--- begin The records ---
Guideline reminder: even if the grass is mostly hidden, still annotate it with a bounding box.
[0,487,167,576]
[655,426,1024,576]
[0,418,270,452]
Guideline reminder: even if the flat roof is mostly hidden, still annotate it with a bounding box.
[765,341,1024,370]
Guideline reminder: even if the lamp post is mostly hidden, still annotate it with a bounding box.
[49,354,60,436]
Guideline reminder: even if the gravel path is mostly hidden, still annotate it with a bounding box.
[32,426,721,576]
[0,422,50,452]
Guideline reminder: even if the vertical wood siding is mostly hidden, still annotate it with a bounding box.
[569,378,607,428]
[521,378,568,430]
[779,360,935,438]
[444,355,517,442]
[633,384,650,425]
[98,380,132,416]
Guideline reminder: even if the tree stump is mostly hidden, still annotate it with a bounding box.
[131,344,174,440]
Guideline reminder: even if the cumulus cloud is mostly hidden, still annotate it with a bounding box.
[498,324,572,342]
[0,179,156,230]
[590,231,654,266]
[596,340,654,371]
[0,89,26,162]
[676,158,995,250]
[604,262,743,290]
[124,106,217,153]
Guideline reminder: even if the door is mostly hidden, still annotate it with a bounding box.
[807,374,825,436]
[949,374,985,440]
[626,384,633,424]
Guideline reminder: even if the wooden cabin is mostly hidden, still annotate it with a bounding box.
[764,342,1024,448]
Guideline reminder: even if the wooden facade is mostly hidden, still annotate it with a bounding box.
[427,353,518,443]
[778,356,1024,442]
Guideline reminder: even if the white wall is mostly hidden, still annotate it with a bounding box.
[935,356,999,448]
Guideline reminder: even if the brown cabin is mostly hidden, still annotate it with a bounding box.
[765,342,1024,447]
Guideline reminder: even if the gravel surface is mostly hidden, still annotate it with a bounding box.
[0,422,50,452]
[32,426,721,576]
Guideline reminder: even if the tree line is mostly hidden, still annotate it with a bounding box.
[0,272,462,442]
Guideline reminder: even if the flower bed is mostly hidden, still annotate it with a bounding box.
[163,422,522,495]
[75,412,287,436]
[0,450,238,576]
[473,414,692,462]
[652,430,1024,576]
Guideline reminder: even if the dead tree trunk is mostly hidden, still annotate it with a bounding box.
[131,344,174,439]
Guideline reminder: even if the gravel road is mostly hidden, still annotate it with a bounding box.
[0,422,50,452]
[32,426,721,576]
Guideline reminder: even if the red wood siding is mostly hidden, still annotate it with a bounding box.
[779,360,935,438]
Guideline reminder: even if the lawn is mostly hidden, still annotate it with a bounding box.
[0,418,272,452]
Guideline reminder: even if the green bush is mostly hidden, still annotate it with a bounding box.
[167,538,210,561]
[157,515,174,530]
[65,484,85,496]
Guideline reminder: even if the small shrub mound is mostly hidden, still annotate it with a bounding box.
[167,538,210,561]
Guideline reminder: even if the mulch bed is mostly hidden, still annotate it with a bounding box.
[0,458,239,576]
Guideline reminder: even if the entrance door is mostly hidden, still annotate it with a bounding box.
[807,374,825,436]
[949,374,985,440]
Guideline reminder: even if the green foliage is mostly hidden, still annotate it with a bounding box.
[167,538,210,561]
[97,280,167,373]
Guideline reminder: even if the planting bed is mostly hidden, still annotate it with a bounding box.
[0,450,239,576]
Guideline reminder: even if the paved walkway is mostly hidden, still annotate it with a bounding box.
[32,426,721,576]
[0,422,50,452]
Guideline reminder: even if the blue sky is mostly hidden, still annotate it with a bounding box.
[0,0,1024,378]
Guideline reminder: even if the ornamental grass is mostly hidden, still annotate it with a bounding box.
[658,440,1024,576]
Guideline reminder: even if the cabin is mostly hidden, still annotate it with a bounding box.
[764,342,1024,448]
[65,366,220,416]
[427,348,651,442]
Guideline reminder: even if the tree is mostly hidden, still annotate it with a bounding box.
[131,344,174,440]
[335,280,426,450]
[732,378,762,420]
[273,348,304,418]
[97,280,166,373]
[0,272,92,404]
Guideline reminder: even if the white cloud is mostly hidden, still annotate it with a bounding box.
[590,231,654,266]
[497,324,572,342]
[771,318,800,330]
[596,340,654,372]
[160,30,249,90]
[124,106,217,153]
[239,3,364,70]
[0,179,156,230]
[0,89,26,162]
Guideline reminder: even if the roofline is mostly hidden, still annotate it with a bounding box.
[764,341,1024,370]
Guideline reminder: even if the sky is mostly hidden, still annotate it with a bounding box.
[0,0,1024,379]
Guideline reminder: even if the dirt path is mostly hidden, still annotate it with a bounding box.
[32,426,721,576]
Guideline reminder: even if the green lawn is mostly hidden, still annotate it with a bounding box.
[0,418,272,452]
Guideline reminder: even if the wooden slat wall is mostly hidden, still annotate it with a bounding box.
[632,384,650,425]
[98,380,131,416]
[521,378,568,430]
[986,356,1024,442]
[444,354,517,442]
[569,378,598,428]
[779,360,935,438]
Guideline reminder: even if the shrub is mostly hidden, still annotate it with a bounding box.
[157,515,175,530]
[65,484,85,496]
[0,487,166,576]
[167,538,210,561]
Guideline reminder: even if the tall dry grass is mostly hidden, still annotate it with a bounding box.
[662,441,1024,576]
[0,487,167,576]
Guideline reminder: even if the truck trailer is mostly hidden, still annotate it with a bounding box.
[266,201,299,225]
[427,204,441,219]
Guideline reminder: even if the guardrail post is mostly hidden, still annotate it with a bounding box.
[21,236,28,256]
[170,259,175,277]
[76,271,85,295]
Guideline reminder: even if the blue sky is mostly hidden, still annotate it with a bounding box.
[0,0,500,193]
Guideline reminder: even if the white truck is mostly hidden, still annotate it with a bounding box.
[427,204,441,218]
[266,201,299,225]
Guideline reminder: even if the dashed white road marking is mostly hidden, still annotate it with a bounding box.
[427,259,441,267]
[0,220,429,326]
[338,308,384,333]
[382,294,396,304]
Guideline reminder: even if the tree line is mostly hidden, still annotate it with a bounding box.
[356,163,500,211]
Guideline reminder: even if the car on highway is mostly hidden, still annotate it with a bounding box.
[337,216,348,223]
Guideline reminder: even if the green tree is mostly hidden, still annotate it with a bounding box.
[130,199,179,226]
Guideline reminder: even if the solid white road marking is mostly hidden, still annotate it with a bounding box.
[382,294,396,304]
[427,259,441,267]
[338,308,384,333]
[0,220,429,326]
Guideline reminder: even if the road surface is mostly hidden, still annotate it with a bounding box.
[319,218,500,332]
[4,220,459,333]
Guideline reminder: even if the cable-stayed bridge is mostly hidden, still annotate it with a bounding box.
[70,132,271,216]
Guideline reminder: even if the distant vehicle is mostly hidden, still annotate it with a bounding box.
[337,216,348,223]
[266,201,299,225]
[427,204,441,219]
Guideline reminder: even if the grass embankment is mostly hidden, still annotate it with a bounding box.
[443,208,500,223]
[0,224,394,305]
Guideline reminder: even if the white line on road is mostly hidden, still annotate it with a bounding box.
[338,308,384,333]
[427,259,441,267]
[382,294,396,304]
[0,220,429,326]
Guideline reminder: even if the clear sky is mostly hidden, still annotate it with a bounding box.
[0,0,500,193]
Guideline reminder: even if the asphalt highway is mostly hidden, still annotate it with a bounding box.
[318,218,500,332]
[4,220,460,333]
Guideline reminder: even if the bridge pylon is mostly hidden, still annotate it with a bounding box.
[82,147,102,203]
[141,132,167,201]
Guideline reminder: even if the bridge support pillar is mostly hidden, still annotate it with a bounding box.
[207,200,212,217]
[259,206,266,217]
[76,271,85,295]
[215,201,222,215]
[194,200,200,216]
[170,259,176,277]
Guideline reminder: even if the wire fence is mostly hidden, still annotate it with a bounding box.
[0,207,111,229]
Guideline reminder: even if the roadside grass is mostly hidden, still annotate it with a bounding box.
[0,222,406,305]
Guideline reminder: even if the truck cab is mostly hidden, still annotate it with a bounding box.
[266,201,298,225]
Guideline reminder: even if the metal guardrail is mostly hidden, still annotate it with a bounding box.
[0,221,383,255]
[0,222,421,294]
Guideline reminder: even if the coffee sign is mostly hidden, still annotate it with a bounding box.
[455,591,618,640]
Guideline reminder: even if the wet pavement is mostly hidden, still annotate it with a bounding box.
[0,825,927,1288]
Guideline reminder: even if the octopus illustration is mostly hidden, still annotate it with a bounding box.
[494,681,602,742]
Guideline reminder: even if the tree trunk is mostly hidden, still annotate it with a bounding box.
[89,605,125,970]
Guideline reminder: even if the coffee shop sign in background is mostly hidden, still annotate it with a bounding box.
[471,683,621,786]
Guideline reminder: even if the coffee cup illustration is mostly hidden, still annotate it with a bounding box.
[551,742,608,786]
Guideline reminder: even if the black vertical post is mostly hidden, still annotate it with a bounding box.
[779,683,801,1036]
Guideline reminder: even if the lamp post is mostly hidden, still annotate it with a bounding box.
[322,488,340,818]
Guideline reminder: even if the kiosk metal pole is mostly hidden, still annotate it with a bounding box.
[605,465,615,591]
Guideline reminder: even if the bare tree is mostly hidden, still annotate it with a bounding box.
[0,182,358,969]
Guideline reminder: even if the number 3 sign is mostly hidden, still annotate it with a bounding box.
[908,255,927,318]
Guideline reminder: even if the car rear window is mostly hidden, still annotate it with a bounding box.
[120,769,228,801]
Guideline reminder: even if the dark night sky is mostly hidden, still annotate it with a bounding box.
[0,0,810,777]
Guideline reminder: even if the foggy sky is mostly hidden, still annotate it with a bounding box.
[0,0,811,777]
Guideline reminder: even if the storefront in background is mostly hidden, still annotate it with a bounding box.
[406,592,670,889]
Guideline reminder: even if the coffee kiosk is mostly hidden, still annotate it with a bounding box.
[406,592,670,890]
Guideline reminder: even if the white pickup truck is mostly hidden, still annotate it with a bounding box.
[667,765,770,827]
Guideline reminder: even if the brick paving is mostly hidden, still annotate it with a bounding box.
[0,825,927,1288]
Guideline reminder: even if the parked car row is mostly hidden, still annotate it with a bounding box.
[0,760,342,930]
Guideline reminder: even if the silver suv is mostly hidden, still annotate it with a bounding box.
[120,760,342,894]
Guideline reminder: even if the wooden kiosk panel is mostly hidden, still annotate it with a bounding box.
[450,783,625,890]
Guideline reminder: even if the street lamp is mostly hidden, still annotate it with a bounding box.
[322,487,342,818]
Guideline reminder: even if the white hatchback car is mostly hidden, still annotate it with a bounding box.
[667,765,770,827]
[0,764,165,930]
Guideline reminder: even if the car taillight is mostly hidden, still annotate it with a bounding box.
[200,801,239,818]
--- end The records ---
-- What you are asked to do --
Change "mulch bed" to "wood chip bed" in the data from the line with "Guideline reminder: even if the lawn" up to and including the line with "[0,458,239,576]". Give those lines again with everything else left as it is.

-- Solution --
Guideline reminder: even if the lawn is mostly hidden, still annotate it with a bounding box.
[0,418,272,452]
Guideline reminder: even if the green bush is mostly hidden, still annotate it with a bounding box.
[167,538,210,561]
[157,515,174,530]
[65,484,85,496]
Guideline reminder: even if the small shrub mound is mostly hidden, still annotate it with a bounding box.
[167,538,210,561]
Guideline reminder: even if the wood chip bed is mostly hidden, still annotate it with a bounding box.
[0,458,239,576]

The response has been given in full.